··· SELECTION
But, honestly, open source driver/firmware is a low bar. Some of the nastier secrets are in _hardware_. Things like instruction X halving the throughput of a seemingly unrelated shader only on hardware Y might not be obvious unless someone tells you, and they won't tell you in public because it might give away IP. These are the kinds of things you'd hope to find in microbenchmarks, but the search space at the API level is so large that I doubt anyone could come up with a reasonable model on their own. Smaller (or even larger) devs just can't microbenchmark at the scale needed to find these issues.

I don't think hardware vendors are in the wrong for this. Hardware vendors have very understandable motives to guard their IP for competitive and forward-compatibility reasons. Honestly, I think most of the development in graphics APIs has been for the better overall, but that doesn't change that using these APIs is undeniably miserable. With CPUs, we dodge the problem by recommending that people minimize context switches (an IP boundary between different layers of the computing stack) so that most people can assume that most of the code that ran is theirs when they measure things. For the same reasons, I recommend that most people minimize graphics API exposure.
······
··· EXERCISE INPUTS
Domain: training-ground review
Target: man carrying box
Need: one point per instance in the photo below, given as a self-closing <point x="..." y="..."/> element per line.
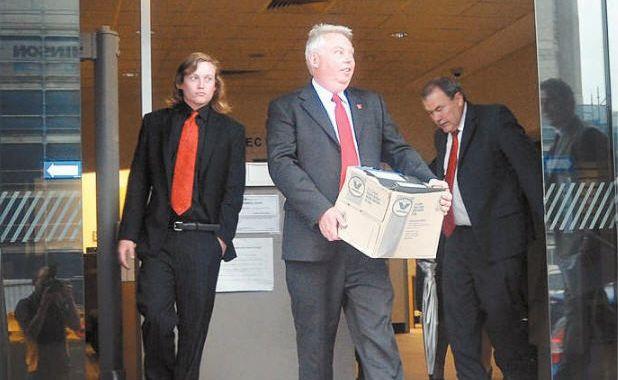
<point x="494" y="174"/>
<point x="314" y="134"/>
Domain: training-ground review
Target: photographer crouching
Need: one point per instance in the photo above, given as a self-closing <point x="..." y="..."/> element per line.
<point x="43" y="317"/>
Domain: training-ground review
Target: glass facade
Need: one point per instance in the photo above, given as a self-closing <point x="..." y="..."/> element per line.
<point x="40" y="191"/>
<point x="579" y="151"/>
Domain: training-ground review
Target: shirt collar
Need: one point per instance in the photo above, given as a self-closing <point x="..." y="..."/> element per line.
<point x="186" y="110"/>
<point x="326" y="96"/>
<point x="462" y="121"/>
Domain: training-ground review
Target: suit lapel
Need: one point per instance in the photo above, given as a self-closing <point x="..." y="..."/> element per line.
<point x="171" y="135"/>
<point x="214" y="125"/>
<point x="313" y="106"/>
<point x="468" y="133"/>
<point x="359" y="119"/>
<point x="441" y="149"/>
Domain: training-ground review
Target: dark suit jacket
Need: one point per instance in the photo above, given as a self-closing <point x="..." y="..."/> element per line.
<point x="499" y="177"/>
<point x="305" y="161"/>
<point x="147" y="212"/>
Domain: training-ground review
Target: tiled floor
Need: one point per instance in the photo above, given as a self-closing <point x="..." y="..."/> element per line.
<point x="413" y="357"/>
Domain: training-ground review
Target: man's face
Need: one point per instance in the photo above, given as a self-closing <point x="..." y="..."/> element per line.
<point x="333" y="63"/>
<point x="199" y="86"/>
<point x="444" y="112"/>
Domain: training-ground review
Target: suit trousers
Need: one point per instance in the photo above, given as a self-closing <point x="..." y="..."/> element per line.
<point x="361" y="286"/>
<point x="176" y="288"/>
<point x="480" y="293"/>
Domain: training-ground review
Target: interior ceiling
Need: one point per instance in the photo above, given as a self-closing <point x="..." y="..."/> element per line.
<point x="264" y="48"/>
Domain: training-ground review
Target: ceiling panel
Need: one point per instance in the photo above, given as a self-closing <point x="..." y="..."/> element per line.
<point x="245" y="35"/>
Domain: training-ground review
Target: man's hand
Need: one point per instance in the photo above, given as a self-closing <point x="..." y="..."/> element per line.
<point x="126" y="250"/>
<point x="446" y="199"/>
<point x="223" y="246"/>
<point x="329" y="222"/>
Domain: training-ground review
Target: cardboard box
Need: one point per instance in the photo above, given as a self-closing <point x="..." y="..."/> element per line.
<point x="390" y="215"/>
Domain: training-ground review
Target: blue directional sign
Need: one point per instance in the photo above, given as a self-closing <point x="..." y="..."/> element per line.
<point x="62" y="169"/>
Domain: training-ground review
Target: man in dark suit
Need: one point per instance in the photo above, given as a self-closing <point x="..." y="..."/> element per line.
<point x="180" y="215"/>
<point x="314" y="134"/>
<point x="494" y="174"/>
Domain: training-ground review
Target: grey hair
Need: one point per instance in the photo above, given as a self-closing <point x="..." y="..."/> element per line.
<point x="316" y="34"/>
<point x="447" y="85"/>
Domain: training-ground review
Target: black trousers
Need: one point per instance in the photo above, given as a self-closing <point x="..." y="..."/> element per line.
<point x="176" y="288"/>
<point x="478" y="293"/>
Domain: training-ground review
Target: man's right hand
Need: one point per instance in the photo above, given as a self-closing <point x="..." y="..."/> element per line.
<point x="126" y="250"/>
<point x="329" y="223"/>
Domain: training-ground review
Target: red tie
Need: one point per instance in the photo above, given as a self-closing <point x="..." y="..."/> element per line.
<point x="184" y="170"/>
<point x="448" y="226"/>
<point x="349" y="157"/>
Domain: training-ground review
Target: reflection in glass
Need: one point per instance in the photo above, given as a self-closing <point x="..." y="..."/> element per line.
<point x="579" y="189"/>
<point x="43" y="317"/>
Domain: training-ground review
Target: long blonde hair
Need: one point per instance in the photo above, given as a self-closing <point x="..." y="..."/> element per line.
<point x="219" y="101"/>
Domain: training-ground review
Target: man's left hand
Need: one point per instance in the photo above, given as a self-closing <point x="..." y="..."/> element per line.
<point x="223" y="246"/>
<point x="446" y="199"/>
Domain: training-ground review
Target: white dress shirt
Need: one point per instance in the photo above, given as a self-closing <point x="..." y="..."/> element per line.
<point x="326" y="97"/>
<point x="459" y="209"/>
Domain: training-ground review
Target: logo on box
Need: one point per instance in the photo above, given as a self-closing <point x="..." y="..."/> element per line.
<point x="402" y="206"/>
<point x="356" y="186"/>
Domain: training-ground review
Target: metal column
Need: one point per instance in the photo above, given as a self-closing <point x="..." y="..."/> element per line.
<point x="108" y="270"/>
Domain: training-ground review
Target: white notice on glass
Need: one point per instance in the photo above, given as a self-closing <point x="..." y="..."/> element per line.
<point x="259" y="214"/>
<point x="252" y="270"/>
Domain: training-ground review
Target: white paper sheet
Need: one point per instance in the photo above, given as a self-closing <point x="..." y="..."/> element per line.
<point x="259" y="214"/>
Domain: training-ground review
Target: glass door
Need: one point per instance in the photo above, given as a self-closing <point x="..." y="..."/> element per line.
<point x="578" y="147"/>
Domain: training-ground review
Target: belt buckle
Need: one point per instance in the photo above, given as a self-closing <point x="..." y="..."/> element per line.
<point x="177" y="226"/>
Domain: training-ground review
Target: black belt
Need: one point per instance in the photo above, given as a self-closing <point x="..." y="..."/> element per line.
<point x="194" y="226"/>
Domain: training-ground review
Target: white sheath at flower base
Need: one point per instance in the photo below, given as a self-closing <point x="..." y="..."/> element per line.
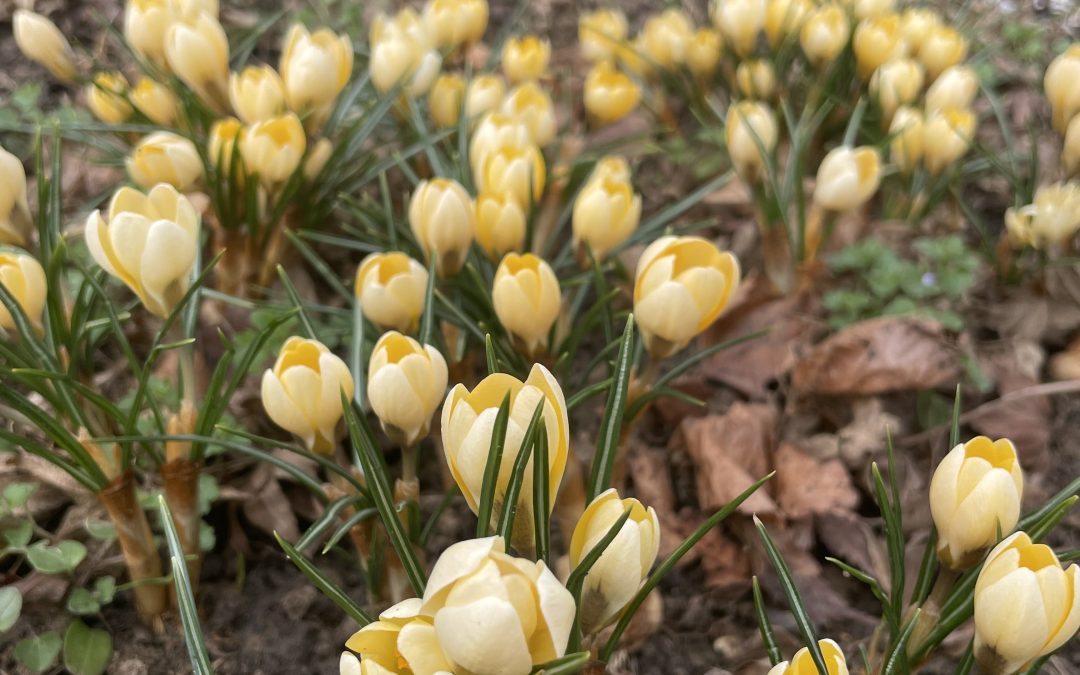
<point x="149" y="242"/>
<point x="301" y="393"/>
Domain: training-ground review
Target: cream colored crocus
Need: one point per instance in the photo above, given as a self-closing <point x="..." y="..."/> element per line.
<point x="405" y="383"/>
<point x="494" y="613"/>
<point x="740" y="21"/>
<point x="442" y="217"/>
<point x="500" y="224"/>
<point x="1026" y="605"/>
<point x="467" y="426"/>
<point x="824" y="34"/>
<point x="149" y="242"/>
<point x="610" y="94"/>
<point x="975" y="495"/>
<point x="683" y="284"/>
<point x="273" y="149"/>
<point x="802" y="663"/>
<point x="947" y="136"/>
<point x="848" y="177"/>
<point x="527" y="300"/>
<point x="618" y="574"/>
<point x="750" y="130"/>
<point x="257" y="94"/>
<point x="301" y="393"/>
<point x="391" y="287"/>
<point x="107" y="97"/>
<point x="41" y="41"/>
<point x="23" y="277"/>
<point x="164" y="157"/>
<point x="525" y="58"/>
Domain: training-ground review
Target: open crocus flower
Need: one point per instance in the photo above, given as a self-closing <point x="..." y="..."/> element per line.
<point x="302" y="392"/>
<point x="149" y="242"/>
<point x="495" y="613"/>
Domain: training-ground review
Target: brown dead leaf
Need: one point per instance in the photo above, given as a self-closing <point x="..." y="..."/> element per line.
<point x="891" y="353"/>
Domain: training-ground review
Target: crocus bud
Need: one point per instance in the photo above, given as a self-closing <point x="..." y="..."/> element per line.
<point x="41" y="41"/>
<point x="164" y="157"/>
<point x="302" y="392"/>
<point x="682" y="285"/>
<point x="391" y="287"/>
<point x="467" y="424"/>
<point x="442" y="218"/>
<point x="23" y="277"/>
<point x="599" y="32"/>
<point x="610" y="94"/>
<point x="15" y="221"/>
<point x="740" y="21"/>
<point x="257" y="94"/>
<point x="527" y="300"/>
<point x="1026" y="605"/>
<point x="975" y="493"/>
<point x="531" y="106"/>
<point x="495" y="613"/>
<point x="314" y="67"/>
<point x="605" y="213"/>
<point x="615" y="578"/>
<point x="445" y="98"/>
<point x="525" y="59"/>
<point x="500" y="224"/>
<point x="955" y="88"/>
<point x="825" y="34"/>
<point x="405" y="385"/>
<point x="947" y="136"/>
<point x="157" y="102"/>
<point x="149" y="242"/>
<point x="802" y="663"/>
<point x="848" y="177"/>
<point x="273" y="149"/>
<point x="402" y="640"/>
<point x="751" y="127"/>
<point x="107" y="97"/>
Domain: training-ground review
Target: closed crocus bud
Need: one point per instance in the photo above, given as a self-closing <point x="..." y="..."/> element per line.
······
▶ **TASK A**
In the graphics API passage, what does the writer recommend that most people minimize?
▶ **TASK B**
Count the lines of the listing that contain the string "flower", treating uppercase and lowercase as different, and give only the number.
The listing is unrelated to the graphics API passage.

▶ **COMPLETE RESPONSE A**
Graphics API exposure.

▶ **COMPLETE RESPONSE B**
2